АЛЕКСАНДР ФИЛИППЕНКО



– А вы читали когда-нибудь Высоцкого в этих стенах? Вы ощущаете внутренний трепет?

– Нет, не читал. Но мы вместе когда-то на этих подмостках выступали. Конечно, площадка памятная, и некоторый трепет, разумеется, есть. Я вот недавно показывал Таганку своей дочке (она у меня помощник и звукорежиссер всех программ) заветное закулисье, и там мы как раз столкнулись с Золотухиным, и сразу обо всем договорились. Его величество – случай! Он играет в творческой биографии актера главную роль. Важно быть готовым к этому случаю, вот что: мы ведь в одной гримерке с Валерой сидели, и он когда-то предложил мне поехать с ним сниматься в «Бумбараше»…

– Над вами есть сегодня какое-то руководство?

– Непосредственное руководство, конечно, есть, когда работаешь по договору: это и театр имени Моссовета, и Москонцерт, и дирекция «Современника», но главный начальник – это, конечно, моя семья. Так что после заседаний нашего домашнего «худсовета», моей главной дирекции, я и отбираю репертуар.



– Александр Георгиевич, прошли времена удушающей цензуры, всякого рода комиссий, но с экранов и театральных подмостков хлынула страшная лавина, сметающая весь культурный слой на своем пути. Как вам удается сегодня сеять «разумное, доброе вечное»?

– Очень сложно всё. Сегодня у нас другая страна, другая планета, но важно, что все зависит сейчас от вас лично. В советское время достаточно было двух-трех аллюзий, двух-трех намеков, а теперь надо выкладываться весь сольный концерт, все же зависит от тебя. Поэтому я не участвую в сборных концертах, разве что с моими друзьями, будь то Гафт или ансамбль Алексея Уткина. Когда-то от Театра Вахтангова мы выступали вместе с Михаилом Александровичем Ульяновым. Еще была такая концертная бригада: Высоцкий, Хмельницкий, Таня Сидоренко, я. В студенческом театре мы с Семеном Фарадой выступали на эстраде с концертными номерами. А вообще я на сцене выступаю с 1958 года. Сначала была «Гармонь» Твардовского, потом светловские стихи, потом студенческий юмор, потом Гоголь, Салтыков-Щедрин, Зощенко, вот так все развивалось…Но главное, у меня есть возможность действительно делать то, что я хочу, и в удовольствие. Вот огромное количество моих киноролей и программ – и мне ни за что не стыдно, все они памятны, и о каждой можно рассказать, и каждая греет тебя какими-то приятными воспоминаниями. Но я волнуюсь каждый раз потому, что зритель – это составная часть спектакля, причем непредсказуемая.

ЗАПИСАННЫЕ ДАННЫЕ =>
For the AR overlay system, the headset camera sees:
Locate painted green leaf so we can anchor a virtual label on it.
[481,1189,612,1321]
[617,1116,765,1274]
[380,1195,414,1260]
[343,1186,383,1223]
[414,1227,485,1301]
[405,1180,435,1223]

КОРОТКОЕ ЗАДАНИЕ 1 =>
Перенесите все строки записей целиком, вместе с запросами, увеличив на 15 каждое число в координатах рамок.
КОРОТКОЕ ЗАДАНИЕ 2 =>
Подхватите интервью с Александром Филиппенко и продолжите его сразу после последней приведенной реплики.
Текст и записи никак не связаны друг с другом.

ПИСЬМЕННЫЙ ОТВЕТ 1 =>
For the AR overlay system, the headset camera sees:
Locate painted green leaf so we can anchor a virtual label on it.
[496,1204,627,1336]
[632,1131,780,1289]
[395,1210,429,1275]
[358,1201,398,1238]
[429,1242,500,1316]
[420,1195,450,1238]

ПИСЬМЕННЫЙ ОТВЕТ 2 =>
– Как-то вы сказали, что чувствуете себя рыбаком, ловящим рыбу на удочку, когда у вас «клюет», вы эффектно выдерживаете паузу и подсекаете добычу…

– Самое главное, у рыбака должна быть наживка. Я каждый раз насаживаю на крючок разную наживку, и мне самому интересно, на что клюнет. Даже когда ты выступаешь в маленькой аудитории, ты волнуешься, ты собираешься. Этому давно меня научил Михаил Ульянов: какие бы споры, какие бы отношения ни были с партнерами, все это надо оставить за кулисами, в буфете, а когда ты выходишь на квадрат сцены, нужно быть очень ответственным и внимательным, потому что сцена не прощает, ты в одну секунду можешь растерять все свои завоевания.

– А какую самую большую аудиторию вам удавалось накрыть своей «рыболовной сетью»?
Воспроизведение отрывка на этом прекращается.